• Stated task:
In the data below, find the line containing "Where can the dark suv"; reproduce that line and all subsequent lines exactly, and nothing else.

• Input data:
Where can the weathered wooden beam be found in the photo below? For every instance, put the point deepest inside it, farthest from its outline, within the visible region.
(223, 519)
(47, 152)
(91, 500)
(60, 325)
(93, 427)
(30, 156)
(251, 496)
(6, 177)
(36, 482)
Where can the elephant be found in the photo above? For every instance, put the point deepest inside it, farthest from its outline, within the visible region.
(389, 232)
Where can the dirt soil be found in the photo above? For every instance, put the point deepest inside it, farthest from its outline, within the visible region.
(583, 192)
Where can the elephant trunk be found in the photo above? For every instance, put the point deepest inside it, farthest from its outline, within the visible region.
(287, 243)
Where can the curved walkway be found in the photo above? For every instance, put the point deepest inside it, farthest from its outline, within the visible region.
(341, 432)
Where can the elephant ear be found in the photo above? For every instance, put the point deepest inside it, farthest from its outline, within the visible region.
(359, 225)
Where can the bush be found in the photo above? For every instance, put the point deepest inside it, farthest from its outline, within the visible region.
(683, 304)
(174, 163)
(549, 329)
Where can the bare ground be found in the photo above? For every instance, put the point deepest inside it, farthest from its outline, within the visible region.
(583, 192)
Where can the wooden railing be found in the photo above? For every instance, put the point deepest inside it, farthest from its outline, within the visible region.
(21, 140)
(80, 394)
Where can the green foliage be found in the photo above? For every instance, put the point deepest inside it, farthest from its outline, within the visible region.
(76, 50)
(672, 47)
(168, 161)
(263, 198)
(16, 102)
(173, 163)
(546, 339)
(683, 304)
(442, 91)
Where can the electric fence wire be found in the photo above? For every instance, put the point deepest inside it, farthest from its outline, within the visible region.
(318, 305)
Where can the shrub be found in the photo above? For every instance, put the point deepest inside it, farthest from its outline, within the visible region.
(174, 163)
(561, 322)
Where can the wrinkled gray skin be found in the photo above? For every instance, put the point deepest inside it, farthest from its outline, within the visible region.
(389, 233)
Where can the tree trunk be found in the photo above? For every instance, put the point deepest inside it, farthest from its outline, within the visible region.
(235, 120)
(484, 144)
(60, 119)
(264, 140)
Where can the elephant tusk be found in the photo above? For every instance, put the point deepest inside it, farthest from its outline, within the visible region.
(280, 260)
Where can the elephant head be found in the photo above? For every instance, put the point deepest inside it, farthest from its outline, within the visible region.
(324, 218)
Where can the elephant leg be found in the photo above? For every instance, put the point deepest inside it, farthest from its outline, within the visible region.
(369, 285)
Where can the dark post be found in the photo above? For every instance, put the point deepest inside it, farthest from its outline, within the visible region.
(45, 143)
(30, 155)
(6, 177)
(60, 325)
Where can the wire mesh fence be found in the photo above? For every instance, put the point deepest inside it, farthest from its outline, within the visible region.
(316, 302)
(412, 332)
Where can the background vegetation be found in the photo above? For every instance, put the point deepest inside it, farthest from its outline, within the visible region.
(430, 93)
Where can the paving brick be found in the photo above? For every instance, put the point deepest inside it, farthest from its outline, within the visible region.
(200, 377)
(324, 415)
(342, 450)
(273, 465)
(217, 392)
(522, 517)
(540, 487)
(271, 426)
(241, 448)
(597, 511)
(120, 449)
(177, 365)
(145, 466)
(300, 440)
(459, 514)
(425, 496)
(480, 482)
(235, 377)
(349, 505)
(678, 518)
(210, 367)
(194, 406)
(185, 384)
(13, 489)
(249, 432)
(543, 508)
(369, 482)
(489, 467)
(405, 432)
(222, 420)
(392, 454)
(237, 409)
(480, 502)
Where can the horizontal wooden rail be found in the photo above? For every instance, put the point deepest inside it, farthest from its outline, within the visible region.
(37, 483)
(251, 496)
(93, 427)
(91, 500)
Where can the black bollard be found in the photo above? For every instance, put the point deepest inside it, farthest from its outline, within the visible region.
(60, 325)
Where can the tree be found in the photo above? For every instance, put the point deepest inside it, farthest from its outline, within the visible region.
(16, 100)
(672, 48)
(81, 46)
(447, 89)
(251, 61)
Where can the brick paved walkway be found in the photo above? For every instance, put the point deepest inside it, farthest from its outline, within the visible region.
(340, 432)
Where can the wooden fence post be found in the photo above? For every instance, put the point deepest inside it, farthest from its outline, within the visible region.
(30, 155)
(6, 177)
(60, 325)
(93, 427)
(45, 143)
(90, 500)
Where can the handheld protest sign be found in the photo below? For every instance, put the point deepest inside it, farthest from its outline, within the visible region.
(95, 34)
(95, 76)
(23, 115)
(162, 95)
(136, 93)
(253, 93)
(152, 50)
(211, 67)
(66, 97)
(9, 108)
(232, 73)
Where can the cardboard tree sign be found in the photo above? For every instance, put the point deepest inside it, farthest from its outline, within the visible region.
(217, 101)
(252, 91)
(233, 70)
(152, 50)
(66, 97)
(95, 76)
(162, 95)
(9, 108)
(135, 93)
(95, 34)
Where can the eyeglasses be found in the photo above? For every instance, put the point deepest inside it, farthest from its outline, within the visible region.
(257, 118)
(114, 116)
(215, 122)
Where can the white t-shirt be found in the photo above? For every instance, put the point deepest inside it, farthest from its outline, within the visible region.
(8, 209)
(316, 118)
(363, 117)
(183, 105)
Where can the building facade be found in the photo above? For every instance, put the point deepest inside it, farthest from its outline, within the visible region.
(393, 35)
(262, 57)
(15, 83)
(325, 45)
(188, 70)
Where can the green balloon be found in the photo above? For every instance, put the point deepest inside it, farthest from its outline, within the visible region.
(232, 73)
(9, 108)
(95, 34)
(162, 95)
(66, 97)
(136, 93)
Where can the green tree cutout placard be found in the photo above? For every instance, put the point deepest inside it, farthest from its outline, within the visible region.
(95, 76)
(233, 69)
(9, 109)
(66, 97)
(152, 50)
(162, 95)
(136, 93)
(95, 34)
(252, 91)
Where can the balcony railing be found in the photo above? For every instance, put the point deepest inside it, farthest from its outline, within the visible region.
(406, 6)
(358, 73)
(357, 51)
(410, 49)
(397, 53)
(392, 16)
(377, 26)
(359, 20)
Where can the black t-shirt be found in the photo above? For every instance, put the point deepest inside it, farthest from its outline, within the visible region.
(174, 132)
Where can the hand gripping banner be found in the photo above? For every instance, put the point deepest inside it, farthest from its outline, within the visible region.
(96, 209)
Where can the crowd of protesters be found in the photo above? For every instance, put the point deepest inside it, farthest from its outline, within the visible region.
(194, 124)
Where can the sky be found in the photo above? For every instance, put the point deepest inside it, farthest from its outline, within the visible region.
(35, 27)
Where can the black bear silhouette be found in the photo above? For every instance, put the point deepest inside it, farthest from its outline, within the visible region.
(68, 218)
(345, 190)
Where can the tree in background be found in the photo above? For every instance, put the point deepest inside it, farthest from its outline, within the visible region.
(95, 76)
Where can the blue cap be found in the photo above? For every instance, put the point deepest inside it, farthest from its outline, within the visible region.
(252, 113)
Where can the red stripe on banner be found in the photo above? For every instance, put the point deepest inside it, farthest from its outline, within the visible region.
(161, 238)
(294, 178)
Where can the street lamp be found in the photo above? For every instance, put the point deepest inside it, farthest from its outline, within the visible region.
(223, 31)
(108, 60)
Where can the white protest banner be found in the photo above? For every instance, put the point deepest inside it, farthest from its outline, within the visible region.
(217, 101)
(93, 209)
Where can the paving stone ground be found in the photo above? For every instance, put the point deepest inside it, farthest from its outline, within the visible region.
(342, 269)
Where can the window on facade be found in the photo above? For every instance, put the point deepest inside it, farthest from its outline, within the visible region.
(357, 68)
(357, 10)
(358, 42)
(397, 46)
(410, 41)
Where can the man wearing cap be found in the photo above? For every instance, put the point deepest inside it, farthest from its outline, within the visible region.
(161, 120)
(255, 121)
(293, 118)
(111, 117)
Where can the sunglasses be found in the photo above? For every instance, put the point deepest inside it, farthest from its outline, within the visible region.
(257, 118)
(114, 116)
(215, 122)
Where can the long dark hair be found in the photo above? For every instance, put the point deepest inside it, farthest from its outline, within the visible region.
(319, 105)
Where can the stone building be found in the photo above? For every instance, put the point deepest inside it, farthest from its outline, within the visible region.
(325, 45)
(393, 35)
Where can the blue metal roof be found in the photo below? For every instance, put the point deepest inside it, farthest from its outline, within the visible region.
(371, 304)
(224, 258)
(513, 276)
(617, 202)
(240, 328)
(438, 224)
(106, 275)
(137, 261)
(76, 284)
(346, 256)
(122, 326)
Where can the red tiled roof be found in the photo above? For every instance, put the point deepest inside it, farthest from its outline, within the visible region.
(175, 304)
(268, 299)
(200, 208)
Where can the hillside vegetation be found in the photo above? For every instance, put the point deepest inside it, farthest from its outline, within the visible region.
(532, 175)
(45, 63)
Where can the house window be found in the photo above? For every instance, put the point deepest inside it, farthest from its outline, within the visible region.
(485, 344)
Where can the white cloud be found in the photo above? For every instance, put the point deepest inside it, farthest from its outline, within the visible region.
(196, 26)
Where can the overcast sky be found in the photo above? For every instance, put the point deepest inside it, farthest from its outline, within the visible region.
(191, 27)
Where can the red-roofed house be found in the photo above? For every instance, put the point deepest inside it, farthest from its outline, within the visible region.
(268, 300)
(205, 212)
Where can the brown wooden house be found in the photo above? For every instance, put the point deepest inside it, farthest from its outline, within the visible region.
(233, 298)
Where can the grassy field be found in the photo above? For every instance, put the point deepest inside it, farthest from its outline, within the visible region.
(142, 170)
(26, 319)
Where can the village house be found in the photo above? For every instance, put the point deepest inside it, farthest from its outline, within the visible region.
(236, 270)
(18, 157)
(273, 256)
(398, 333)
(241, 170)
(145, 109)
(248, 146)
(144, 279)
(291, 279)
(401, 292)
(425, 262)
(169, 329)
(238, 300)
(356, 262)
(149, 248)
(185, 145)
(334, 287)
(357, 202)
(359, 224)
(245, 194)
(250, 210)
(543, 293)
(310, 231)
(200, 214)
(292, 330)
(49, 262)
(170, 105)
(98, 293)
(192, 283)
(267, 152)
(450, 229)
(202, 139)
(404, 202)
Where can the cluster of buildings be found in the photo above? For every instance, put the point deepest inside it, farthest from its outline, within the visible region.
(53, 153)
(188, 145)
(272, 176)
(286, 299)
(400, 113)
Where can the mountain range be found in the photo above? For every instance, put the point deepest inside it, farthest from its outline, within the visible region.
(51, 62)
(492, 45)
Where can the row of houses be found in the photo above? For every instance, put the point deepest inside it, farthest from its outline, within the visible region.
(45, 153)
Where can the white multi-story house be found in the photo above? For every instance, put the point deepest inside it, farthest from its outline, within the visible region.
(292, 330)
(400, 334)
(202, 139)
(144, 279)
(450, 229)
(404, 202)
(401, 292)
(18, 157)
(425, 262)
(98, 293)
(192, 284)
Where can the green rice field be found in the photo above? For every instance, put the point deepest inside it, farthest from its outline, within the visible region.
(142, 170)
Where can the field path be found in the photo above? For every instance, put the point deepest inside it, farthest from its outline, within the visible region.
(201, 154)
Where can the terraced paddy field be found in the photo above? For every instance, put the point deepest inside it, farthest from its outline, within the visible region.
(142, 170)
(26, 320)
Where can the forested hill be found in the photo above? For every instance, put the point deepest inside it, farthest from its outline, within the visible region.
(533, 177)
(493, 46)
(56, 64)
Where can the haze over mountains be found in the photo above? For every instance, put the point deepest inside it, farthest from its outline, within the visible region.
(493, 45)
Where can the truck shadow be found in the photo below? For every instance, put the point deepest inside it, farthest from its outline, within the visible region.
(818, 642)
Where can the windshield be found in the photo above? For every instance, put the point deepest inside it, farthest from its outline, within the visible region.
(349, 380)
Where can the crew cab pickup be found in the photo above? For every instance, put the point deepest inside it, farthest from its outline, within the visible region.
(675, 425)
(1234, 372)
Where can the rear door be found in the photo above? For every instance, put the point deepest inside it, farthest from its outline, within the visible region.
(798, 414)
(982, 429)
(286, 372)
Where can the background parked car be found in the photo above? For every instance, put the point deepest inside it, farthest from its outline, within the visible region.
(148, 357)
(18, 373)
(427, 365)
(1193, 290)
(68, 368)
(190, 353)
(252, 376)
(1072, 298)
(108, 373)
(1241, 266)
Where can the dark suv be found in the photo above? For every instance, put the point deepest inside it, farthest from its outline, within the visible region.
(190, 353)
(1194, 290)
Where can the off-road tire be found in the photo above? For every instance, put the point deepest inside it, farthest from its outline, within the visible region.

• Result for this exercise:
Where can the dark suv be found in the photo above? For every instance, put the point deepest inside it, farthest from its outline, within the visible region.
(190, 353)
(1194, 290)
Where can the off-road tire be found in the photo above? For every instance, put the point deepest inside it, farthest from its outline, within the visible region.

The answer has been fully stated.